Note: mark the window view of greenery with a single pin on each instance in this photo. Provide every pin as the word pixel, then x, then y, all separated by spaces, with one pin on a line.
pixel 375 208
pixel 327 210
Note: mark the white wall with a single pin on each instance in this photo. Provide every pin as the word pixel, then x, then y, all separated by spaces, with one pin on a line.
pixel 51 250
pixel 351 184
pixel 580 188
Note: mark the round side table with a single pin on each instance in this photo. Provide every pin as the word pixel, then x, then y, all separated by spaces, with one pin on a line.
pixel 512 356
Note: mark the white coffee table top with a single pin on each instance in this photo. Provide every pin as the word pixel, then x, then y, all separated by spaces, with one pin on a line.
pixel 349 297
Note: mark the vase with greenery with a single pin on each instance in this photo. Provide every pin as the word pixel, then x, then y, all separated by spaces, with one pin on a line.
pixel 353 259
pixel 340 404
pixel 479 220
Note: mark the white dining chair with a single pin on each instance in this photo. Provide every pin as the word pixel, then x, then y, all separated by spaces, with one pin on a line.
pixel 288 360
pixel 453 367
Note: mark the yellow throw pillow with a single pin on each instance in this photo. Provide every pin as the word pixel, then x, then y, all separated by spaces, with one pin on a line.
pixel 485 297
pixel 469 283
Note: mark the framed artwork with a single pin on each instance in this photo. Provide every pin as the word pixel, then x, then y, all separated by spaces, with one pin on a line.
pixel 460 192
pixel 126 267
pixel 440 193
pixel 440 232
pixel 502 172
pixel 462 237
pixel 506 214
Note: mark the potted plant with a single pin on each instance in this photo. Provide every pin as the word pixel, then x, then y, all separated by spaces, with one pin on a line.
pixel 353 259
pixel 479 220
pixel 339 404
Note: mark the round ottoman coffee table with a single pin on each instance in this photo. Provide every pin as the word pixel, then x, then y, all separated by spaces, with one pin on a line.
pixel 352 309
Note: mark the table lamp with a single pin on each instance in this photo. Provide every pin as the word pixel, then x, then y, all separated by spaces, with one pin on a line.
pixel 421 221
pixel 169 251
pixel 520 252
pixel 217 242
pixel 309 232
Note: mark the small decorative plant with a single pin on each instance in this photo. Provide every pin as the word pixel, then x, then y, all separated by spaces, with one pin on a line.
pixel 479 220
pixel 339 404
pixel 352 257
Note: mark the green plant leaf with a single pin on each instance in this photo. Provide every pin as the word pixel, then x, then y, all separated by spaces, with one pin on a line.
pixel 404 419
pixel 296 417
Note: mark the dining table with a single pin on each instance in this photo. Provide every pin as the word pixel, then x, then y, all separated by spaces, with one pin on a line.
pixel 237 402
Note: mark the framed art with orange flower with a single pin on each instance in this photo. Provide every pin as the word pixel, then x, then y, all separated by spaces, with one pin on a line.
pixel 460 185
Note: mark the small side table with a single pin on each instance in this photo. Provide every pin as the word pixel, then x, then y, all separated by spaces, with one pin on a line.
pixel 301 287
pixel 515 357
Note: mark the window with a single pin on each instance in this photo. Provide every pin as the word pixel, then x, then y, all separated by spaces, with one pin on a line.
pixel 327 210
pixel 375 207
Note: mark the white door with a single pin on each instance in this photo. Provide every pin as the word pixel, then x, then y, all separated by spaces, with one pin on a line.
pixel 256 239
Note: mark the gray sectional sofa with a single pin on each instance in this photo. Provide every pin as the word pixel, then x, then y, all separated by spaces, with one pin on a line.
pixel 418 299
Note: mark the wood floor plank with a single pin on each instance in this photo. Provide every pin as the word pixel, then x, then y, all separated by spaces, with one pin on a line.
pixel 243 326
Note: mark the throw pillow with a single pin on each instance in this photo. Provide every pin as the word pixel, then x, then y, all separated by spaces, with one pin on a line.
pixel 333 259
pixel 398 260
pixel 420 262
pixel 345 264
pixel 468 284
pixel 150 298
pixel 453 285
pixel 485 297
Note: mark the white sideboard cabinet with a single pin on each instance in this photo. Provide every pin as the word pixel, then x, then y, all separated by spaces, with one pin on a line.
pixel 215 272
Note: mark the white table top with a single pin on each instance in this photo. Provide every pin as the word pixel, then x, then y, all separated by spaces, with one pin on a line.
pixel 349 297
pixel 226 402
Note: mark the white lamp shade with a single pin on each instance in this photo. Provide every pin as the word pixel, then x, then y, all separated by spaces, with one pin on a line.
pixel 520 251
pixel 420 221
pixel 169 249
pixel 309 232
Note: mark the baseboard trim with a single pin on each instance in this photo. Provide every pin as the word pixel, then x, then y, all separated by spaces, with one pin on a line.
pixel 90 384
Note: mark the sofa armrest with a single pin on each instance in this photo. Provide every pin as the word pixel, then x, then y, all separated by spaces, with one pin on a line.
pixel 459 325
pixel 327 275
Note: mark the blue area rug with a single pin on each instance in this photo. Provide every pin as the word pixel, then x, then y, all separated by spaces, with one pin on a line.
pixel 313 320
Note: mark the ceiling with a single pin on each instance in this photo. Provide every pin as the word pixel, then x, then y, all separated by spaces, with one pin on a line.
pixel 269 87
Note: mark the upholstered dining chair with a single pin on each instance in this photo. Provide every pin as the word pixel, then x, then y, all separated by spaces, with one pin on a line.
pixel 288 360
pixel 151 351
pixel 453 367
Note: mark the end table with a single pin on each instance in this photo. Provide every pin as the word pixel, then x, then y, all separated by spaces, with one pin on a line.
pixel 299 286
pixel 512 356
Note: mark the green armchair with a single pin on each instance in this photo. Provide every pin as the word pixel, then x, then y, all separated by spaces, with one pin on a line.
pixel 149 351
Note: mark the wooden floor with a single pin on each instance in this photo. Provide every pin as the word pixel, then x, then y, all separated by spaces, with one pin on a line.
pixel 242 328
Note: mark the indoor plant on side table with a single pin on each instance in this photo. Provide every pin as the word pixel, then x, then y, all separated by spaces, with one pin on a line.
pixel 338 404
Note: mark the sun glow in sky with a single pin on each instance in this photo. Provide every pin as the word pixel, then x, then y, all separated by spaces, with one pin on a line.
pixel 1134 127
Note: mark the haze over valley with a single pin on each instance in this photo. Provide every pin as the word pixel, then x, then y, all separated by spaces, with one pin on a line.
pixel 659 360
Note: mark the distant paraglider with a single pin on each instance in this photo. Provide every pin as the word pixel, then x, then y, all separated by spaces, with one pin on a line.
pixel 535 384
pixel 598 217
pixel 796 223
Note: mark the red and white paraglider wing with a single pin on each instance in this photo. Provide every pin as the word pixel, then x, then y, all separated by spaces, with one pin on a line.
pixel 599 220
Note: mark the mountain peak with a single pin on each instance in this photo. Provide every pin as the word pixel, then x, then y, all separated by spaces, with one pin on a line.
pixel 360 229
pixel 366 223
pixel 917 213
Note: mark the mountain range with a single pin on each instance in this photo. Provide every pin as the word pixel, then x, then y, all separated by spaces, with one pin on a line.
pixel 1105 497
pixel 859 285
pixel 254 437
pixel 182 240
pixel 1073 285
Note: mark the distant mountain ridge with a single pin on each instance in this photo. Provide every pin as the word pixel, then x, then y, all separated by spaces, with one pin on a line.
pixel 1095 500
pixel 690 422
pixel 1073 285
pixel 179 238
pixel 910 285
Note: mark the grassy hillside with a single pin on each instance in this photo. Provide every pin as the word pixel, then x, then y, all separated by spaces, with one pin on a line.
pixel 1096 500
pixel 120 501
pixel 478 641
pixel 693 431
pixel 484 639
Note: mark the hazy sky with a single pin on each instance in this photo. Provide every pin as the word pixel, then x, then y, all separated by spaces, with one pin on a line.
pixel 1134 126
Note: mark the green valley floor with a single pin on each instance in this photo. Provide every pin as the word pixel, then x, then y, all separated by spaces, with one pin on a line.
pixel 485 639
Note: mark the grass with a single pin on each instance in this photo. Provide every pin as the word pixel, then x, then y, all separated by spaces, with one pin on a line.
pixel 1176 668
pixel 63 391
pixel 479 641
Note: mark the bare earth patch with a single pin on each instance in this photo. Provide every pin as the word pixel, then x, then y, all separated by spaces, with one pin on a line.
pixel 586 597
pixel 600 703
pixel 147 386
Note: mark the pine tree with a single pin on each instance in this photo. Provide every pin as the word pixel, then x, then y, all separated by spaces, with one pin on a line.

════════════════════

◆ Your objective
Your answer must be the lines from the one containing "Note: mark the bare" to the last line of the entries, repeated exactly and with nothing else.

◆ Response below
Note: mark the bare earth patch with a single pin on each instance in this photo. Provide every pin as the word pixel, then x, then y, all separated by spaces, with one pin on a line.
pixel 586 597
pixel 600 703
pixel 147 386
Note: mark the pine tree with a single pin on each instance in this photo. Provide every pin as the word pixel, then x, then y, all separated by spaces, with one pin on a line.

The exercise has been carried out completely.